Set problem
Render the listing below as a numbered list, starting with the line containing "written like (572,495)." and running through the listing's final line, with blank lines omitted.

Data supplied
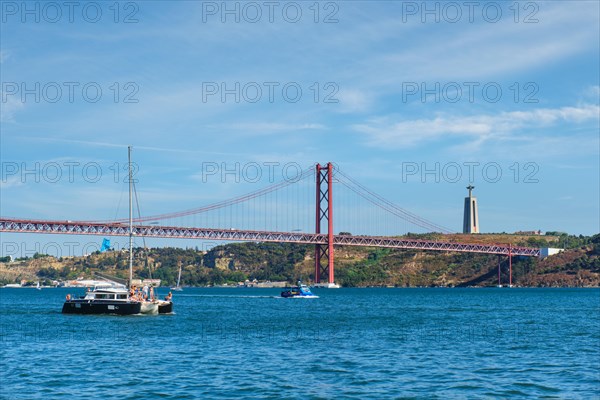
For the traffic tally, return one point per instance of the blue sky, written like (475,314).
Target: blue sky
(389,90)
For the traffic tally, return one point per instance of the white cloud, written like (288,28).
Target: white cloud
(383,132)
(353,100)
(9,108)
(267,128)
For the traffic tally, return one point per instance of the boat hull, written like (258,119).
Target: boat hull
(165,307)
(149,307)
(80,306)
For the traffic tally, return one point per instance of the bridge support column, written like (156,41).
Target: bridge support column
(509,265)
(324,210)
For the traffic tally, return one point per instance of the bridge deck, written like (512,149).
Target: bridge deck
(120,229)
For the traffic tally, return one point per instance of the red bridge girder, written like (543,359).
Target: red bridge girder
(120,229)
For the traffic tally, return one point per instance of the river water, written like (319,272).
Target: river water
(349,343)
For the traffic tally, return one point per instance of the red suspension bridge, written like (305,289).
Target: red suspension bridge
(247,211)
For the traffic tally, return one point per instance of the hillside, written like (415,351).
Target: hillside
(578,266)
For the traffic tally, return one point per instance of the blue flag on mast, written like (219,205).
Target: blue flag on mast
(105,245)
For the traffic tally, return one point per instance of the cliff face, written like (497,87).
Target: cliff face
(355,266)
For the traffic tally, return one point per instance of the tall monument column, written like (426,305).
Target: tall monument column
(471,217)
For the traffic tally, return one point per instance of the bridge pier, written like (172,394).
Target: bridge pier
(324,211)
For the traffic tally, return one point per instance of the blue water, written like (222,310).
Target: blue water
(349,343)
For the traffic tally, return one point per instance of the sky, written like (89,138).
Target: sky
(414,100)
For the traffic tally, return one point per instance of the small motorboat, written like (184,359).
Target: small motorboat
(300,291)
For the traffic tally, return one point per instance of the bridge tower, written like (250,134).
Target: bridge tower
(471,216)
(324,211)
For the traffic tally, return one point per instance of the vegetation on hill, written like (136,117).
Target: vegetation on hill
(578,265)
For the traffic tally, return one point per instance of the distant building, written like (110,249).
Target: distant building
(471,216)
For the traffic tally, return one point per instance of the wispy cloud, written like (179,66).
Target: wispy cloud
(9,108)
(385,132)
(267,128)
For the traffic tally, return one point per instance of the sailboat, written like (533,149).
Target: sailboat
(178,287)
(115,298)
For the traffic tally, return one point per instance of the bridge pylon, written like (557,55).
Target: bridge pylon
(324,211)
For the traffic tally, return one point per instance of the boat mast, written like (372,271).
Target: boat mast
(130,216)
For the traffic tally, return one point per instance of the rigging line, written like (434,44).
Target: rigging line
(408,214)
(398,208)
(389,203)
(224,203)
(137,204)
(392,211)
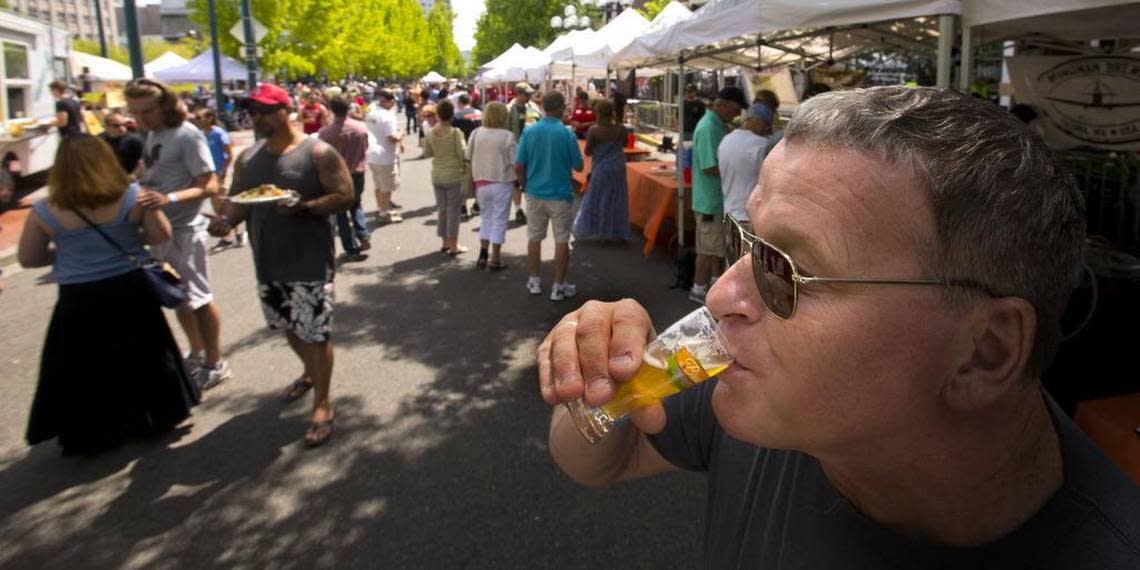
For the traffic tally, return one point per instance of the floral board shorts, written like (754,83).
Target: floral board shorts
(306,308)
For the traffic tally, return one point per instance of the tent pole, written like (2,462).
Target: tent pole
(681,154)
(966,74)
(945,47)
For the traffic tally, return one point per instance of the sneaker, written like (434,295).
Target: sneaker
(211,376)
(222,244)
(194,363)
(535,285)
(563,291)
(697,294)
(352,257)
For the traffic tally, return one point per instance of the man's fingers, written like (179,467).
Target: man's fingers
(593,339)
(564,360)
(632,330)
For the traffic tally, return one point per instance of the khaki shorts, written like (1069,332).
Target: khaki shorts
(556,212)
(387,177)
(186,251)
(709,235)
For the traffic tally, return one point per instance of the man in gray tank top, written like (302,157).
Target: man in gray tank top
(293,244)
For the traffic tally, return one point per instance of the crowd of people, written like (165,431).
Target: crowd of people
(169,153)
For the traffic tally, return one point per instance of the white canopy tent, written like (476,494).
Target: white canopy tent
(164,62)
(102,70)
(726,33)
(523,64)
(201,70)
(1048,21)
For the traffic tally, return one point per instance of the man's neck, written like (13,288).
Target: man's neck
(962,482)
(283,140)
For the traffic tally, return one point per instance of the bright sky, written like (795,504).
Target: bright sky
(467,13)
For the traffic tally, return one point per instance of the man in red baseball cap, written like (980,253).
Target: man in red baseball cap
(292,245)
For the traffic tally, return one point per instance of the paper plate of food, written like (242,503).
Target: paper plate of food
(263,194)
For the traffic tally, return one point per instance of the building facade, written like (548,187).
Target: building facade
(76,16)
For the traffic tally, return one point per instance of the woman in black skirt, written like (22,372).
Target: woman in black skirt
(111,367)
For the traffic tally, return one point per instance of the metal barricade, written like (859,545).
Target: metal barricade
(1110,185)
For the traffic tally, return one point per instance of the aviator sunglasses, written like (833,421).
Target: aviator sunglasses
(778,277)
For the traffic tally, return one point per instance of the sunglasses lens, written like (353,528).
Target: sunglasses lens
(773,276)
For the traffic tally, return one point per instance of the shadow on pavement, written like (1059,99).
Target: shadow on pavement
(458,477)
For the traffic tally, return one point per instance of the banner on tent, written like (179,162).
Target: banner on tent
(1089,100)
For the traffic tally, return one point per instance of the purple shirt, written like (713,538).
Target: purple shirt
(350,139)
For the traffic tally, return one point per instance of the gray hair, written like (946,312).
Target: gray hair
(1006,213)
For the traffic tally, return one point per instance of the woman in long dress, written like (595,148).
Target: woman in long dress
(110,367)
(604,213)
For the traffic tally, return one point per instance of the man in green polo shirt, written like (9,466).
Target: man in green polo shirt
(708,200)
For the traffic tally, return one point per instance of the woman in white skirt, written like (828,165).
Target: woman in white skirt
(490,152)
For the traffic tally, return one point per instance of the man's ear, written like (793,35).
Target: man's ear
(993,349)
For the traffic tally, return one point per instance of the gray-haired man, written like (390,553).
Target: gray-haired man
(889,322)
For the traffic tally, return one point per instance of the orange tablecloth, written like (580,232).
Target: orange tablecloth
(632,155)
(652,197)
(1112,424)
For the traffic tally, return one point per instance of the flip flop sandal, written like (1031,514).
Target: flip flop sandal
(318,433)
(296,389)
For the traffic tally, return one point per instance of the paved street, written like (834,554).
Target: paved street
(439,457)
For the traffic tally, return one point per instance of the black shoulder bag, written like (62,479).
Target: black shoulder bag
(161,277)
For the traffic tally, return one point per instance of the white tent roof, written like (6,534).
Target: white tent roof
(610,39)
(512,53)
(164,62)
(100,67)
(723,21)
(200,70)
(523,64)
(1064,19)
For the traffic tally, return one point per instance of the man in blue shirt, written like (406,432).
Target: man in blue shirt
(547,153)
(708,197)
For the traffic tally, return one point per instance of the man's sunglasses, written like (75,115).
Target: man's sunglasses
(778,277)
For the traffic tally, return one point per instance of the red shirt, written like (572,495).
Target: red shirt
(583,114)
(311,114)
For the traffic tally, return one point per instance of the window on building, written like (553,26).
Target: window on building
(15,60)
(17,103)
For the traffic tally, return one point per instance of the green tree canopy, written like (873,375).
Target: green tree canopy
(364,38)
(651,8)
(152,48)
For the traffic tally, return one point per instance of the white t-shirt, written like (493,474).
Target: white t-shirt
(382,123)
(739,157)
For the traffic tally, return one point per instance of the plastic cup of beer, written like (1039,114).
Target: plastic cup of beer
(689,352)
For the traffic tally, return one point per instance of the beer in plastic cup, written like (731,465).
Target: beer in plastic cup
(689,352)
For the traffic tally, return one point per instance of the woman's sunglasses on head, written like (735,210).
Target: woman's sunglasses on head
(778,277)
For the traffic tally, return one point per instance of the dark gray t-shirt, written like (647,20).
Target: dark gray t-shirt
(286,249)
(776,510)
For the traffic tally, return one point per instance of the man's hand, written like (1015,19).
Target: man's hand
(592,349)
(152,200)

Solved problem
1. For the traffic tally, return one point per instance of the red shirt, written like (572,495).
2. Target: red shirt
3. (583,114)
4. (311,114)
5. For the traffic tally, return one point per instance of the window on building, written like (553,26).
6. Target: window on building
7. (15,60)
8. (17,103)
9. For the traffic tally, return one point per instance of the green tree canopy, written like (873,375).
10. Target: green tree canopy
11. (364,38)
12. (651,8)
13. (152,48)
14. For the traffic tally, return one point per instance of the white t-shirt, written like (493,474).
15. Target: white t-shirt
16. (382,123)
17. (739,157)
18. For the traffic tally, return one point per instance of the plastic cup of beer, written like (1039,114).
19. Target: plastic cup of beer
20. (689,352)
21. For the traffic tally, return one point per instance of the beer in plastic cup, written like (731,465).
22. Target: beer in plastic cup
23. (689,352)
24. For the traffic tally, return one point per instance of the woman's sunglasses on head, written like (735,210).
25. Target: woman's sunglasses on head
26. (778,277)
27. For the traffic tally, return one point per instance of the dark gray t-shirt, written like (647,20).
28. Target: dark gray t-shirt
29. (286,249)
30. (776,510)
31. For the traffic tally, return one point per instance of the man's hand, written like (1015,19).
32. Target: man's hand
33. (592,349)
34. (152,200)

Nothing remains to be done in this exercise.